• [The request]: Starting with the line that contains "For the benchmark, spot each instance of the wooden railing", copy each line exactly through the end of the listing, and omit all pictures.

►

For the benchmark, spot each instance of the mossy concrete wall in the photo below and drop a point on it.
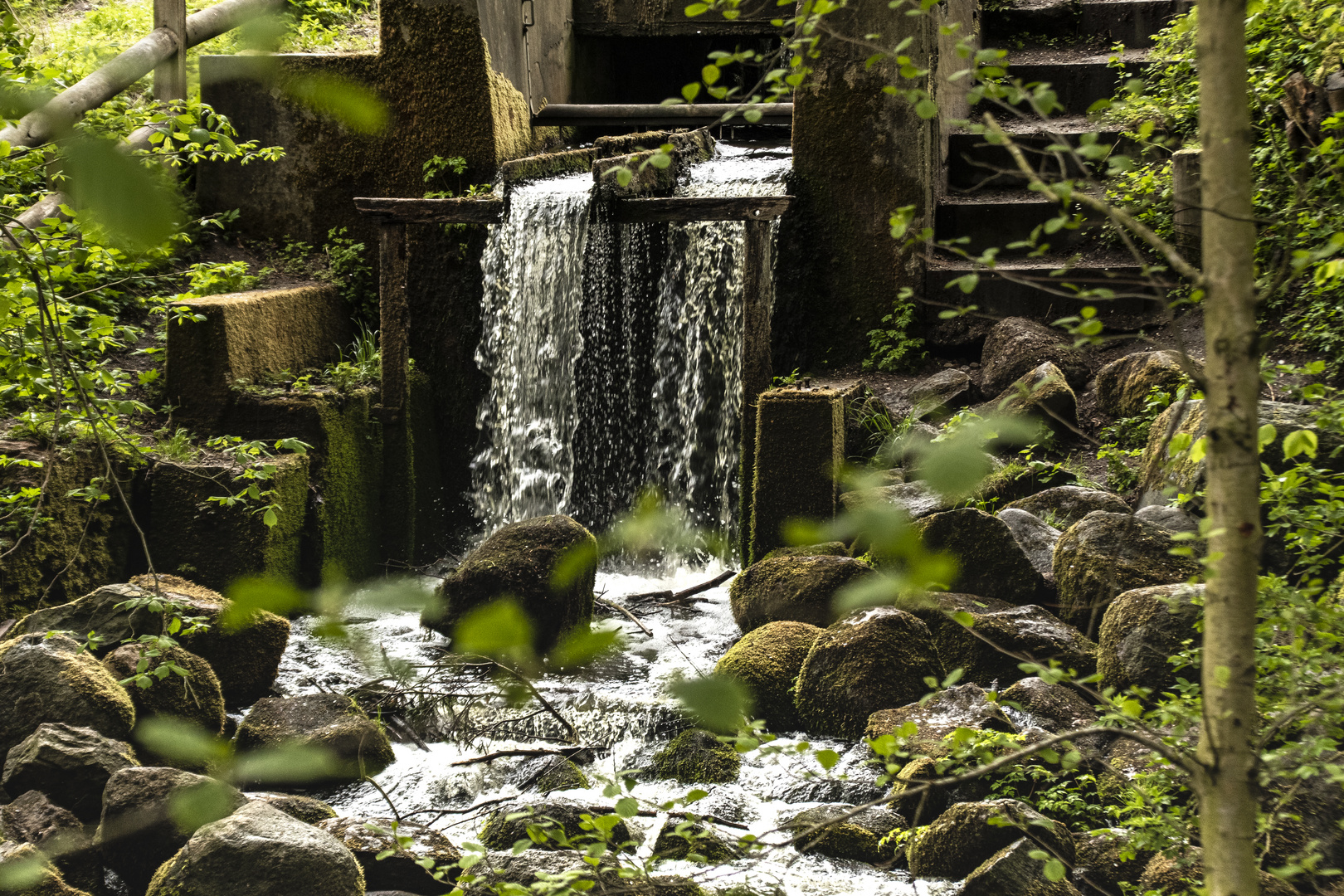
(245, 338)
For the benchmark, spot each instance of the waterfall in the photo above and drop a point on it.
(615, 353)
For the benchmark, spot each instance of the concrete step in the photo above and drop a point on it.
(1001, 217)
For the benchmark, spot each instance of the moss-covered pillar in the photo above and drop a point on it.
(799, 450)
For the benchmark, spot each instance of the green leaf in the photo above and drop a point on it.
(119, 193)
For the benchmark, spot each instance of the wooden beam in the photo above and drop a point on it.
(433, 212)
(687, 208)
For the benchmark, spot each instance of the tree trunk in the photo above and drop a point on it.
(1226, 787)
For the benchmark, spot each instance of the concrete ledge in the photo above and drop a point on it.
(247, 336)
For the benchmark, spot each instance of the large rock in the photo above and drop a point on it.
(858, 837)
(357, 744)
(197, 698)
(52, 680)
(69, 765)
(245, 660)
(1142, 631)
(698, 757)
(149, 813)
(962, 839)
(871, 660)
(791, 589)
(1036, 540)
(1022, 631)
(988, 557)
(1122, 386)
(767, 661)
(519, 562)
(1107, 553)
(260, 850)
(1018, 345)
(399, 871)
(1064, 505)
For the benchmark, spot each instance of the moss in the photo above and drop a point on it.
(871, 660)
(767, 661)
(698, 757)
(800, 589)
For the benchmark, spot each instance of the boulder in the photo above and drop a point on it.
(1122, 386)
(357, 744)
(1107, 553)
(767, 661)
(1018, 345)
(791, 589)
(1035, 538)
(698, 757)
(988, 557)
(500, 832)
(858, 837)
(401, 871)
(1064, 505)
(69, 765)
(1042, 395)
(937, 397)
(58, 833)
(871, 660)
(308, 809)
(960, 707)
(197, 699)
(1014, 872)
(149, 813)
(962, 839)
(1029, 631)
(262, 852)
(52, 680)
(1142, 631)
(519, 562)
(245, 660)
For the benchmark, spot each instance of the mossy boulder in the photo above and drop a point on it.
(698, 757)
(1014, 872)
(1016, 345)
(960, 707)
(858, 837)
(140, 830)
(357, 744)
(1107, 553)
(962, 837)
(519, 562)
(1124, 384)
(791, 589)
(767, 661)
(262, 850)
(1064, 505)
(1142, 631)
(502, 832)
(401, 871)
(990, 561)
(51, 680)
(69, 765)
(871, 660)
(195, 698)
(1030, 631)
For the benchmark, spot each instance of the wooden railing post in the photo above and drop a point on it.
(171, 74)
(394, 316)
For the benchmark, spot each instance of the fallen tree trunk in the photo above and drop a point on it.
(42, 125)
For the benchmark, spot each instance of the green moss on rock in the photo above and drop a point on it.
(871, 660)
(698, 757)
(799, 589)
(767, 661)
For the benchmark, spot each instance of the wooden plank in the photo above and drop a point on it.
(686, 208)
(392, 316)
(431, 212)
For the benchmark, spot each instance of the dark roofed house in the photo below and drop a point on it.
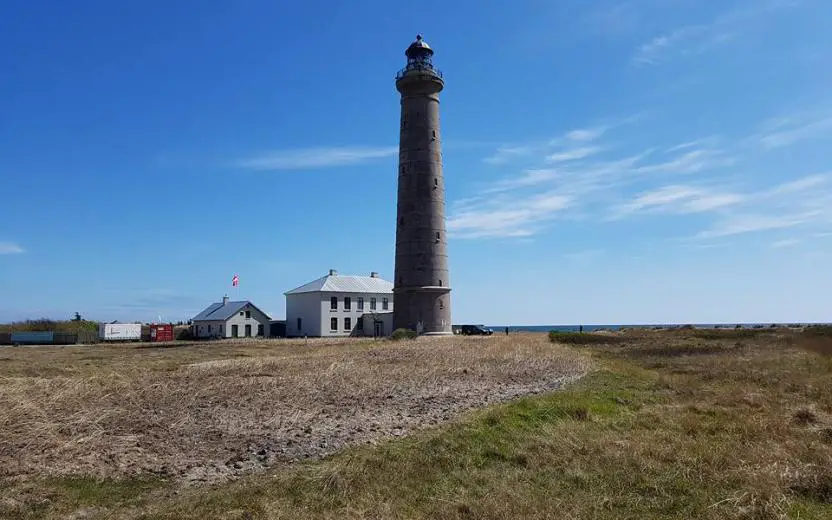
(227, 319)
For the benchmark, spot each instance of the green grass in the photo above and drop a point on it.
(672, 426)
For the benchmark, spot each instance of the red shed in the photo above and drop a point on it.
(161, 332)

◄

• [Result of the task]:
For the benchmark, spot each instance of the wooden railing post in the photo above and drop a point on it.
(171, 74)
(394, 316)
For the benchmark, spot each instance of the fallen tree trunk in the photo above and drop a point on it.
(42, 125)
For the benchmark, spot each instance of the green moss on rock in the photo above and drop a point on it.
(871, 660)
(698, 757)
(799, 589)
(767, 661)
For the benchmark, spot each instance of the wooden plank in the photo above and drop a point on it.
(686, 208)
(392, 316)
(431, 212)
For the benchmark, spot each instance of the dark roofed house in the photo below and drop a point on it.
(227, 319)
For the benchmark, spot each instance of the green grass in the photo above and drop a point on it.
(672, 426)
For the benchmark, spot each instance of the red shed in the photo above and drop a point on it.
(161, 332)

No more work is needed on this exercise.